» Work task
Your answer should hold only the line containing "Target: graphic print on t-shirt" and each line that follows it in the listing, copied exactly.

» Data extract
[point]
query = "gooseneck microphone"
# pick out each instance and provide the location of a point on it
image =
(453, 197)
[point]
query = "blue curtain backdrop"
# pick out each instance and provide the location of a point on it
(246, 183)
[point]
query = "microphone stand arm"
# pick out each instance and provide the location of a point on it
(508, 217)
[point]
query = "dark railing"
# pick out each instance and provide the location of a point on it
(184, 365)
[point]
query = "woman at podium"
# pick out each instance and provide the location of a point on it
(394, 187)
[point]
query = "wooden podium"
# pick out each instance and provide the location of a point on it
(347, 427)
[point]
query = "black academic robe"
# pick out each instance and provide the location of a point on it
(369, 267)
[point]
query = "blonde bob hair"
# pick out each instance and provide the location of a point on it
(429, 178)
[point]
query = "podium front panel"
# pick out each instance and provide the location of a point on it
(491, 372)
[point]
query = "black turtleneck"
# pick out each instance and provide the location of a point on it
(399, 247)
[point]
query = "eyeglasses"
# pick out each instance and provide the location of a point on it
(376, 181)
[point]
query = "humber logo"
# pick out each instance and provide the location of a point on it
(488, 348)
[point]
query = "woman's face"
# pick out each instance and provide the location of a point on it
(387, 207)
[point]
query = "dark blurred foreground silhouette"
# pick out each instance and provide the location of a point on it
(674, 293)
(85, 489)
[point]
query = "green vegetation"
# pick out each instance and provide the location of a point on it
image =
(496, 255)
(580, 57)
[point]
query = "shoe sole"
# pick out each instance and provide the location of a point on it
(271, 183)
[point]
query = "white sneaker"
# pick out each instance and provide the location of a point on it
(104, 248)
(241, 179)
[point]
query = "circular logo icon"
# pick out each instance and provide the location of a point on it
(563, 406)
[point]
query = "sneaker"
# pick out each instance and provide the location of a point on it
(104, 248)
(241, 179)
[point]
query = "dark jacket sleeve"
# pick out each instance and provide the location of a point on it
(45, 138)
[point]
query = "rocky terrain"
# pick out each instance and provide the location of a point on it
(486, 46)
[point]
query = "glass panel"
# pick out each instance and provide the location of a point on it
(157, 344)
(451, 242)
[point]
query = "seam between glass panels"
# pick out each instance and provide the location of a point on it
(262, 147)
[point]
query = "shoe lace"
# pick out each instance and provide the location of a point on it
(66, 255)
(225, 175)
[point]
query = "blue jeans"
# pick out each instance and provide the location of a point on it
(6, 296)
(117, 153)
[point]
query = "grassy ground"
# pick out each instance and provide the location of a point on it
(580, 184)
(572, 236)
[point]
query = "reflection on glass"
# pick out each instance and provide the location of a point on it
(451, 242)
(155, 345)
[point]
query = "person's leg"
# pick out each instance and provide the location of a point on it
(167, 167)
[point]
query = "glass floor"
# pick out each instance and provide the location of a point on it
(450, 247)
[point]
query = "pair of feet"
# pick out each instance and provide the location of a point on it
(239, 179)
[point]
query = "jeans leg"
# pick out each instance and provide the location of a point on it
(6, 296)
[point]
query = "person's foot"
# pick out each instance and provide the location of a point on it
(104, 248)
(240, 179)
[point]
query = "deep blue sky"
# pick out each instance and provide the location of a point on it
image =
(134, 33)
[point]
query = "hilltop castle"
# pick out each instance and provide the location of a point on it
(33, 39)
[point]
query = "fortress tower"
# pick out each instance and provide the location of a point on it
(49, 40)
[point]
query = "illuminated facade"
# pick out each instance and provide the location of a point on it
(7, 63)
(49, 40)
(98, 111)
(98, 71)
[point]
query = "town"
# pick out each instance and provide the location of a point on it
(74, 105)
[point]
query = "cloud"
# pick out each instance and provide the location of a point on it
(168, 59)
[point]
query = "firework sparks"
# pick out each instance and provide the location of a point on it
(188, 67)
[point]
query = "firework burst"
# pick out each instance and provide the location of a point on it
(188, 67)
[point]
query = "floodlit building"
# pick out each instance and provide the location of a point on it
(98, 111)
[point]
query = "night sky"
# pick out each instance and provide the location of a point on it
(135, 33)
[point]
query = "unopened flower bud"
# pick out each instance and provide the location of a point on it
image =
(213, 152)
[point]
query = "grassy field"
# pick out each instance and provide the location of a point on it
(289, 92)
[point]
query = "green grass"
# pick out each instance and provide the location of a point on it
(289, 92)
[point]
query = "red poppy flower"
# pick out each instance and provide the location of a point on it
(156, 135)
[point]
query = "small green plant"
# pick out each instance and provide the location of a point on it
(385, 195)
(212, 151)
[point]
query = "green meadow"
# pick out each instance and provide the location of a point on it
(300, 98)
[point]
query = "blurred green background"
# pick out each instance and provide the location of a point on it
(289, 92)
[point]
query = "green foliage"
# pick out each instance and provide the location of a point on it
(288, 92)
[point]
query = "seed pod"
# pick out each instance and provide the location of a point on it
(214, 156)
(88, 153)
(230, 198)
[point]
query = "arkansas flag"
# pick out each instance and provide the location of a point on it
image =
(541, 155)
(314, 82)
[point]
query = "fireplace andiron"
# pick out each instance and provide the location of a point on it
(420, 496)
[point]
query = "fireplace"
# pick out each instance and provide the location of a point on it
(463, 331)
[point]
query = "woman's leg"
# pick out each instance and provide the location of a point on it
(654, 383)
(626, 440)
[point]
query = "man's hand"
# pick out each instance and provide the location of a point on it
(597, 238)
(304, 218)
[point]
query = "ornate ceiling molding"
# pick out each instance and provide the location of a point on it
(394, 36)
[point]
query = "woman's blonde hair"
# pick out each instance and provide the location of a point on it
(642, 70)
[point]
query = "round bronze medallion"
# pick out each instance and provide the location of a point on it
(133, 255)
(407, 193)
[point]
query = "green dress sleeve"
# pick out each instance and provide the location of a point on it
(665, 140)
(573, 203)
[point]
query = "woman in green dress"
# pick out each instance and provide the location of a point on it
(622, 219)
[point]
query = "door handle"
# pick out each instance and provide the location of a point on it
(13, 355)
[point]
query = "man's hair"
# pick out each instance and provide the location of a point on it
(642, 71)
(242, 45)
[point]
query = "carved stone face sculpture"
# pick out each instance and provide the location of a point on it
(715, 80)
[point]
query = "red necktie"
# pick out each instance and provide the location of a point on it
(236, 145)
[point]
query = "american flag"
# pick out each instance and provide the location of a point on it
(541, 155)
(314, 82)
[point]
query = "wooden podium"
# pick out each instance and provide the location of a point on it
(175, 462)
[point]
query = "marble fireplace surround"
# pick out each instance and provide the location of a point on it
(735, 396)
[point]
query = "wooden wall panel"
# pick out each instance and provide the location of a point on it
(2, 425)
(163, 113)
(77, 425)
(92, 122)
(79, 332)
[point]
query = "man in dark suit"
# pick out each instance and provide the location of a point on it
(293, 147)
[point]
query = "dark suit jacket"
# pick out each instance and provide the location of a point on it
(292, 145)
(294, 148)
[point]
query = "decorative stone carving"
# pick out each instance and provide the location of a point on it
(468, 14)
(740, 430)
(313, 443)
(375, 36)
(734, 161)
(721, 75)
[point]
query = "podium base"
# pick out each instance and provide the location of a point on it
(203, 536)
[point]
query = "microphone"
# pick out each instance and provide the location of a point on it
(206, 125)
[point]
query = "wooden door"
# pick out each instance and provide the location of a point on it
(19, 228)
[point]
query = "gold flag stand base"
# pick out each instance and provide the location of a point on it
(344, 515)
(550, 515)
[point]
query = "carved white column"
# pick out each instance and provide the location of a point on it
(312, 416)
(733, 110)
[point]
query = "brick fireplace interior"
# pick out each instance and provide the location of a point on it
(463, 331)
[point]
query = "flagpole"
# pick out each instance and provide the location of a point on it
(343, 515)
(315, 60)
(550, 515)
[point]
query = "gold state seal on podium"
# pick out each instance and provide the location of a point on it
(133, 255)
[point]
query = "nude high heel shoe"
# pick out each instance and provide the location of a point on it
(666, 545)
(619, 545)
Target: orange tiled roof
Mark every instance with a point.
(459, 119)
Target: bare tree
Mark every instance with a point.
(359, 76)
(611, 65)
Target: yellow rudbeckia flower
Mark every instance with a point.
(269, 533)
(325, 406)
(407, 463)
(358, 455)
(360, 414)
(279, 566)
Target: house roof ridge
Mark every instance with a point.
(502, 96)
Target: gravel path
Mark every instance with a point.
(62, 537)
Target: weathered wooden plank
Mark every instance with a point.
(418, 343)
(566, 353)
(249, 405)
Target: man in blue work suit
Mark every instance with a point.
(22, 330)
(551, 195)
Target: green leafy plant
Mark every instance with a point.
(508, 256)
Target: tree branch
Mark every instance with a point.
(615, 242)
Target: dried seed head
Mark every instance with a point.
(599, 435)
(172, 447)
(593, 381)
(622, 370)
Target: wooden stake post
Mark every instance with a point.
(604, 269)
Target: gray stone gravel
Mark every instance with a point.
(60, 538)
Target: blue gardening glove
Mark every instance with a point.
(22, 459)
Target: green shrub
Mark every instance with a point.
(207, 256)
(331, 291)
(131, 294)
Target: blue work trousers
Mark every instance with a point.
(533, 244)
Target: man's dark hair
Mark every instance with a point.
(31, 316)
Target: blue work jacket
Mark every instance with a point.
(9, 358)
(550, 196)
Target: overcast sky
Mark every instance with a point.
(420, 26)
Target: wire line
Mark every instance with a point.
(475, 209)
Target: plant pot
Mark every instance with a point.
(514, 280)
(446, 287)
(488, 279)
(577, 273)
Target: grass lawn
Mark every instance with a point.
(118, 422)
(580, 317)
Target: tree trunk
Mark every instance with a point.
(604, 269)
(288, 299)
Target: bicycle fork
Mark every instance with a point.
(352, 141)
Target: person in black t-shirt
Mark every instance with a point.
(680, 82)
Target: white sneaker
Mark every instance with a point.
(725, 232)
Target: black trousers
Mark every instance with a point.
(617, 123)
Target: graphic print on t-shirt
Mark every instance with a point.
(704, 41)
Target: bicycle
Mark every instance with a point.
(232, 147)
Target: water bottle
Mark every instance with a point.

» Response box
Target: graphic print on t-shirt
Mark every instance with a point.
(704, 41)
Target: bicycle
Mark every instance with a point.
(232, 147)
Target: water bottle
Mark every instance with a point.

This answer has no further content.